Would you restate the entries below exactly, keeping every line?
_ _ _ _ _
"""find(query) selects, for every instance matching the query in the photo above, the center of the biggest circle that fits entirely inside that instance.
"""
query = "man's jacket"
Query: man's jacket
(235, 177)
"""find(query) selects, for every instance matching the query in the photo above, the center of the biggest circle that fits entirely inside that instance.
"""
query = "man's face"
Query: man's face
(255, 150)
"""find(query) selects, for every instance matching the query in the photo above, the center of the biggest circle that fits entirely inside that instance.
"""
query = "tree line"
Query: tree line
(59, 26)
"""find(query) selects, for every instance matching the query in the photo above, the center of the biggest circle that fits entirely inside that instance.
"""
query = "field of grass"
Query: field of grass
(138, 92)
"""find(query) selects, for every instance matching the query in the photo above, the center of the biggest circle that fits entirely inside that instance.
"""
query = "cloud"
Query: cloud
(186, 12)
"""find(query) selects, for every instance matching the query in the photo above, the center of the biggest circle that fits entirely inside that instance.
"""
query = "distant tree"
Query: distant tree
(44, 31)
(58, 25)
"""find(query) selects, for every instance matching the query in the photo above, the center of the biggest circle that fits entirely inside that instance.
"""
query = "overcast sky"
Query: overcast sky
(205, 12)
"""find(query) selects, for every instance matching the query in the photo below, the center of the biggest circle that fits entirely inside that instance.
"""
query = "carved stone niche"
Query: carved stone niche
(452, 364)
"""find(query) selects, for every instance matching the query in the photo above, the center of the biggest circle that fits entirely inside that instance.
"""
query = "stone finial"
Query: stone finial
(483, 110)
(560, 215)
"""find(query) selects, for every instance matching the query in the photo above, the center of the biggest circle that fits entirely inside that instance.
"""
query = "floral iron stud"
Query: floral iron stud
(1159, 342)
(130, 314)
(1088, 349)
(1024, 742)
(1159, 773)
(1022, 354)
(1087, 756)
_ _ _ _ _
→ Answer
"""find(query) selects, for every instance matching the query in the photo above, the center of the biggest circle that fits entirely inside that instance.
"""
query = "man's jacket"
Query: man's jacket
(235, 177)
"""find(query) selects, for every instance matching the query in the photo above, the center of the biggest circle that fits entirely inside that instance.
"""
query = "man's face"
Query: man's face
(255, 150)
"""find(query) selects, for every instance matching the query in the photo above, the center of the biggest circle that fits entirely inside that instance.
"""
query = "tree line"
Query: tree line
(59, 26)
"""find(query) selects, for every instance matching the query in the photo above, the center of the biggest circle that fits entirely inside that instance.
"""
query = "field of grass"
Query: field of grass
(138, 92)
"""find(query) selects, for every instance matching the query in the photo above, the center of the biggest circle that fits entirely inside that instance.
"""
query = "cloud"
Query: cloud
(186, 12)
"""find(query) selects, for every instance matching the query in the photo above, the center of the biggest circle that fits entirely inside that instance.
"""
query = "distant tree"
Query: distant tree
(44, 31)
(58, 25)
"""find(query) selects, for every instance matching the query in the photo above, the center of the biggest circle that fits entirely inside that instance.
"""
query = "overcast sky"
Query: overcast sky
(205, 12)
"""find(query) selects, for every instance matching the query in the photo below, the center of the biggest circle that fits entirely inside that instance.
"""
query = "carved stone niche"
Query: carved stone niche
(452, 364)
"""find(query) selects, for every instance matching the query in the photo above, the center of the biggest circle that fits entirely inside that instance.
"""
query = "stone finial"
Query: stone finial
(483, 110)
(560, 215)
"""find(query) selects, for every instance matching the query in the photo above, the center of the biggest circle that fits entirely inside that instance.
"""
query = "floral iron stud"
Query: floral iron stud
(1159, 342)
(130, 314)
(1088, 349)
(1024, 742)
(1159, 773)
(1022, 354)
(1087, 756)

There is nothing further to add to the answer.